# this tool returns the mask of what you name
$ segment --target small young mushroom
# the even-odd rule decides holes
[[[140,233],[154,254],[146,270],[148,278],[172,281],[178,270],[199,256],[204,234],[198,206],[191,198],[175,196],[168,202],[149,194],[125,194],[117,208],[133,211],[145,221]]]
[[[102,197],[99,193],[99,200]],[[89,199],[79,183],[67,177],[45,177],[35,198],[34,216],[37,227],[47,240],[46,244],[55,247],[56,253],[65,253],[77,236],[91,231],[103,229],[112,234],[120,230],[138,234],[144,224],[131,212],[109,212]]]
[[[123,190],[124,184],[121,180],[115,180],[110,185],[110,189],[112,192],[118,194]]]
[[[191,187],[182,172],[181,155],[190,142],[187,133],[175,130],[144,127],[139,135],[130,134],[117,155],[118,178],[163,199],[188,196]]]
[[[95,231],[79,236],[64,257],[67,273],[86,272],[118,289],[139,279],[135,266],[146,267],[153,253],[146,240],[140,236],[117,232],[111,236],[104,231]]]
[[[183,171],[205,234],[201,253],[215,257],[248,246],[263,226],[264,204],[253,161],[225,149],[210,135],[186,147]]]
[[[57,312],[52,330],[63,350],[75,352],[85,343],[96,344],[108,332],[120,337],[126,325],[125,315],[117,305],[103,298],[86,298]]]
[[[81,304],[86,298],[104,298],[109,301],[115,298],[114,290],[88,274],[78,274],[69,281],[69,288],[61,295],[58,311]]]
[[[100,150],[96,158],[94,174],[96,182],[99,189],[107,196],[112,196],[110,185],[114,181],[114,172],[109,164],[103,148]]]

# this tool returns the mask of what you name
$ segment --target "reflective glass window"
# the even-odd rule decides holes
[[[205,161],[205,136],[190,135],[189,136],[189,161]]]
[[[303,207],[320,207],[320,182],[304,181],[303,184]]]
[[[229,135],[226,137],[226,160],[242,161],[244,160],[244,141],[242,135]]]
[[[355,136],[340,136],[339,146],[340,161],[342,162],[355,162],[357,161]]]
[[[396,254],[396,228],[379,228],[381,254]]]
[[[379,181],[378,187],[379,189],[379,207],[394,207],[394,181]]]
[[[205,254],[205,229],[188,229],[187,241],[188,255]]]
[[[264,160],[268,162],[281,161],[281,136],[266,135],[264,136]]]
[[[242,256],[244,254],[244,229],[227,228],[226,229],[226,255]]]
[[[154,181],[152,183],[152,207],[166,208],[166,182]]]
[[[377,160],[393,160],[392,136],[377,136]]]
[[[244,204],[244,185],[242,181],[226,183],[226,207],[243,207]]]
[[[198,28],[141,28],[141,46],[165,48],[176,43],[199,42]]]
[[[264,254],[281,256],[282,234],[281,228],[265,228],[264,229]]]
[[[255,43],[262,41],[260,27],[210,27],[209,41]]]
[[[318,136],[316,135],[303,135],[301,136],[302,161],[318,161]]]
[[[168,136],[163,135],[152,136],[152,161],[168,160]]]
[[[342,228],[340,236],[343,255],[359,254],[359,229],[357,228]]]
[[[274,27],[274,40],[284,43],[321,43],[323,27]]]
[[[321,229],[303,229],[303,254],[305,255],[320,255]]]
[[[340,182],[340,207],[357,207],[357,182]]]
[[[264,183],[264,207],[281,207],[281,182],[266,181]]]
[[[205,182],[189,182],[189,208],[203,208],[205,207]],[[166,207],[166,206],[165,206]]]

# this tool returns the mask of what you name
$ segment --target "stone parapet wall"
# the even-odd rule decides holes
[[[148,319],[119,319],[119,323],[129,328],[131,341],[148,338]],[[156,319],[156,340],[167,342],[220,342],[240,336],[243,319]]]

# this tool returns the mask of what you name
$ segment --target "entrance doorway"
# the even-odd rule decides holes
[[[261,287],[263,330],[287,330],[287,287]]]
★ ★ ★
Extract each line from the listing above that contains the string "target".

Full response:
$ segment --target small young mushroom
$ segment --target "reflective glass window"
$ segment --target "stone parapet wall"
$ segment --target "entrance doorway"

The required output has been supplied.